### WHAT YOU ARE ASKED TO DO
Lay out everything from the start of the records down to the line containing "<point>756,301</point>" as a two-column CSV with the headers task and answer, one row for each text paired with its answer, each value in a single quoted field with line breaks replaced by spaces. Leave the pictures out.

### RECORDS FOR THIS EXERCISE
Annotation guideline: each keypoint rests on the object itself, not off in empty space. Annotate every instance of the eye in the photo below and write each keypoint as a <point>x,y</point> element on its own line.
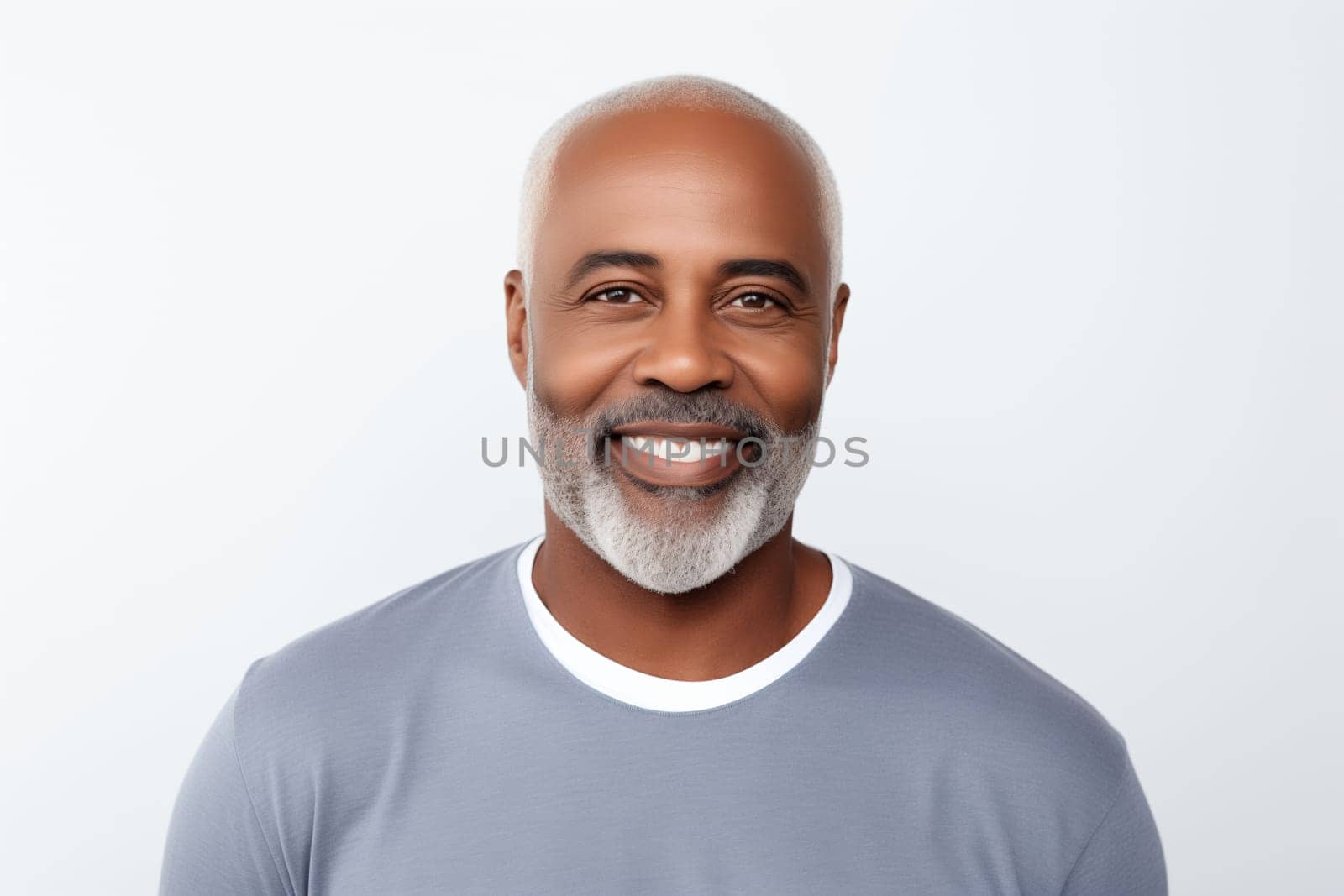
<point>616,296</point>
<point>756,301</point>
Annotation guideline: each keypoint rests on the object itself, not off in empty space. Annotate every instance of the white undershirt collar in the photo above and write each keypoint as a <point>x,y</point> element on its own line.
<point>669,694</point>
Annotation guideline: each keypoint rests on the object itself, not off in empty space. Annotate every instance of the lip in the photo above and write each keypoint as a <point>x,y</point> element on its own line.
<point>652,470</point>
<point>680,430</point>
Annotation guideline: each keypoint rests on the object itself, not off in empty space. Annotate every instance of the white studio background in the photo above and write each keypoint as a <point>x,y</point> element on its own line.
<point>253,332</point>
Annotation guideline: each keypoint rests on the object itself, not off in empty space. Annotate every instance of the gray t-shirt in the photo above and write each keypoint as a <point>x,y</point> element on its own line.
<point>454,739</point>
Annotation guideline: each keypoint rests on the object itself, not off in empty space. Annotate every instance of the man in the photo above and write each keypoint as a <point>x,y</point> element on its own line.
<point>665,692</point>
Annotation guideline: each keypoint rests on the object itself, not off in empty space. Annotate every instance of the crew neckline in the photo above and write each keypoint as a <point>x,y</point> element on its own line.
<point>669,694</point>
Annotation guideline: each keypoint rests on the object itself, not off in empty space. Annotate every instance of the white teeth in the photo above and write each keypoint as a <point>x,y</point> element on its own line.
<point>675,450</point>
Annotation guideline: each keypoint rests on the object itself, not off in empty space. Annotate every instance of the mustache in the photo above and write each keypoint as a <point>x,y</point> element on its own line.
<point>679,407</point>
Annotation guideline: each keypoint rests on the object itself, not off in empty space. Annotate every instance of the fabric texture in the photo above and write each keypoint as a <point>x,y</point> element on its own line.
<point>430,743</point>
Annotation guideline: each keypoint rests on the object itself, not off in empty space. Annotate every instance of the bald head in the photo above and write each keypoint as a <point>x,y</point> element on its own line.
<point>743,129</point>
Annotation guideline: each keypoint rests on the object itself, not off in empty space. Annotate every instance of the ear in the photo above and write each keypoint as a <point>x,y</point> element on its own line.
<point>515,318</point>
<point>837,322</point>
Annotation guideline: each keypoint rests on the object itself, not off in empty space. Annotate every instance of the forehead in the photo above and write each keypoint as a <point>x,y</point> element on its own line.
<point>696,187</point>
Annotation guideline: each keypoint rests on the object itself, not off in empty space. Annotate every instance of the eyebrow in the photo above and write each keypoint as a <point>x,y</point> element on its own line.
<point>734,268</point>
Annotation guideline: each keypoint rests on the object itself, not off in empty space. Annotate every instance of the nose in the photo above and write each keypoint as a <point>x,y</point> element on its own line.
<point>682,352</point>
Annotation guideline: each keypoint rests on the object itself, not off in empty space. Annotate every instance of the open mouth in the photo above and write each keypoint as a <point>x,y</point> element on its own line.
<point>692,454</point>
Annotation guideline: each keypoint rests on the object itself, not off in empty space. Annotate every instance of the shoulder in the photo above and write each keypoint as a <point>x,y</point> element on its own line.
<point>992,707</point>
<point>326,685</point>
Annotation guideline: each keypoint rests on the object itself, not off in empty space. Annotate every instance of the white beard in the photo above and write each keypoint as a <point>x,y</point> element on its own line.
<point>685,547</point>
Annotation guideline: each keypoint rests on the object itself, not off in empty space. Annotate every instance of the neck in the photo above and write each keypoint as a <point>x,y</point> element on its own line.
<point>709,633</point>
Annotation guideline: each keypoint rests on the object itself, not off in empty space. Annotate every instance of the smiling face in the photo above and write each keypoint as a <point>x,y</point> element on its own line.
<point>679,305</point>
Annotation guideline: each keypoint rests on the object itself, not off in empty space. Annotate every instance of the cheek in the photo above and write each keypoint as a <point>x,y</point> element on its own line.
<point>788,374</point>
<point>573,372</point>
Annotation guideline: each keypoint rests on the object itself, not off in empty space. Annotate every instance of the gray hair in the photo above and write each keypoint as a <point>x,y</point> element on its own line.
<point>683,92</point>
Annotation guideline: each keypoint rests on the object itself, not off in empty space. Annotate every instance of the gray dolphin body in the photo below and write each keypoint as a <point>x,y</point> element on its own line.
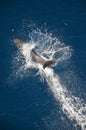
<point>35,57</point>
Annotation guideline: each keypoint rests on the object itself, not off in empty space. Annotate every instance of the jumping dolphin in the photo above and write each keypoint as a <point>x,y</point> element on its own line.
<point>35,57</point>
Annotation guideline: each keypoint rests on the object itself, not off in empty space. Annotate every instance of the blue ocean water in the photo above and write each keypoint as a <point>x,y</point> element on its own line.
<point>28,103</point>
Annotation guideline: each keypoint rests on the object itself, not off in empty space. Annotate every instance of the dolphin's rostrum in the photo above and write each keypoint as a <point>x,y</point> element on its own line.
<point>34,56</point>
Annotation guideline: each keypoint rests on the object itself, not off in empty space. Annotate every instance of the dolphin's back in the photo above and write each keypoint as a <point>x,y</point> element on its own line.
<point>35,57</point>
<point>39,59</point>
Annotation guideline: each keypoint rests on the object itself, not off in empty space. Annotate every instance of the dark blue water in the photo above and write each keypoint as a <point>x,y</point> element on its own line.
<point>27,104</point>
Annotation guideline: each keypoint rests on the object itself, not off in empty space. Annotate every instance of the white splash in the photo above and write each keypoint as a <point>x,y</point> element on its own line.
<point>50,47</point>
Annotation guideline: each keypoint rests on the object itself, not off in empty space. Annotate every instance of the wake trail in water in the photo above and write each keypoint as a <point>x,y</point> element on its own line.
<point>50,47</point>
<point>71,105</point>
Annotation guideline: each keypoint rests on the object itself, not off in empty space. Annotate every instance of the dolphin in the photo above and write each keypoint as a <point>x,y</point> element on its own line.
<point>34,56</point>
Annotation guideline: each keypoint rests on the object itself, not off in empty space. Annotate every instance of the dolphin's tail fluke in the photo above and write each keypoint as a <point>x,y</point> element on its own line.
<point>48,63</point>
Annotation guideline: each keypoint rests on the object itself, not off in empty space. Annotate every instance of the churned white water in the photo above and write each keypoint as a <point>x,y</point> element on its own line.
<point>50,47</point>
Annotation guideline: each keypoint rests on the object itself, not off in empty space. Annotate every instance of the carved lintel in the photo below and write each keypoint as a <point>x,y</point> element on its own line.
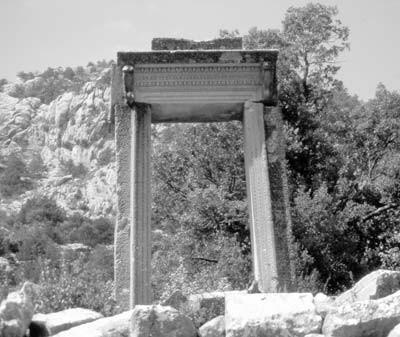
<point>128,75</point>
<point>268,80</point>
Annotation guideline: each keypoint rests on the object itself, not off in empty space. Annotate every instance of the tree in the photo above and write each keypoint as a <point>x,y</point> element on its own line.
<point>315,40</point>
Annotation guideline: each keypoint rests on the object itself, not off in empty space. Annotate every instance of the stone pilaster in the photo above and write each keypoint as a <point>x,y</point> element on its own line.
<point>140,243</point>
<point>280,197</point>
<point>262,229</point>
<point>122,226</point>
<point>120,115</point>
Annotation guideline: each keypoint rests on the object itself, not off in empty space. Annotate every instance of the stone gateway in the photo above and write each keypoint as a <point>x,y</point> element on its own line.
<point>201,84</point>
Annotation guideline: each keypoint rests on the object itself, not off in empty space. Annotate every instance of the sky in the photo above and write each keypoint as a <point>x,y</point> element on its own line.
<point>36,34</point>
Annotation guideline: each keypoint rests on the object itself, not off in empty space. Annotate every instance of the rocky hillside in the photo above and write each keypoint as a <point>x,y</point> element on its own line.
<point>66,141</point>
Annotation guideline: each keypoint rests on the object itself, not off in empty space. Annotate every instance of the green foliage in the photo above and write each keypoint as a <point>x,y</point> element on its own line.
<point>76,170</point>
<point>14,176</point>
<point>77,283</point>
<point>90,232</point>
<point>52,82</point>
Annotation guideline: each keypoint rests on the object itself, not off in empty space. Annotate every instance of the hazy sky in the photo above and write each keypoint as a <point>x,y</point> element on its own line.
<point>36,34</point>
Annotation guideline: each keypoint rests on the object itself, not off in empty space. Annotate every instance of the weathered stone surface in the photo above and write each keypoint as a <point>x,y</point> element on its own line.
<point>278,314</point>
<point>160,321</point>
<point>375,285</point>
<point>323,304</point>
<point>364,318</point>
<point>115,326</point>
<point>16,311</point>
<point>176,300</point>
<point>63,320</point>
<point>213,303</point>
<point>183,44</point>
<point>213,328</point>
<point>395,332</point>
<point>275,141</point>
<point>263,243</point>
<point>122,226</point>
<point>140,207</point>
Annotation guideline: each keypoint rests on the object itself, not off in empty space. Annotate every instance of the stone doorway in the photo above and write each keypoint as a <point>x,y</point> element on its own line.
<point>199,86</point>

### TASK RESULT
task,answer
"Annotation guideline: each keypoint rests on the object itself, not off in empty space. Annotate every instance of the eye in the photo below and write each keypoint as a <point>x,y</point> element on its own line.","<point>616,296</point> <point>756,301</point>"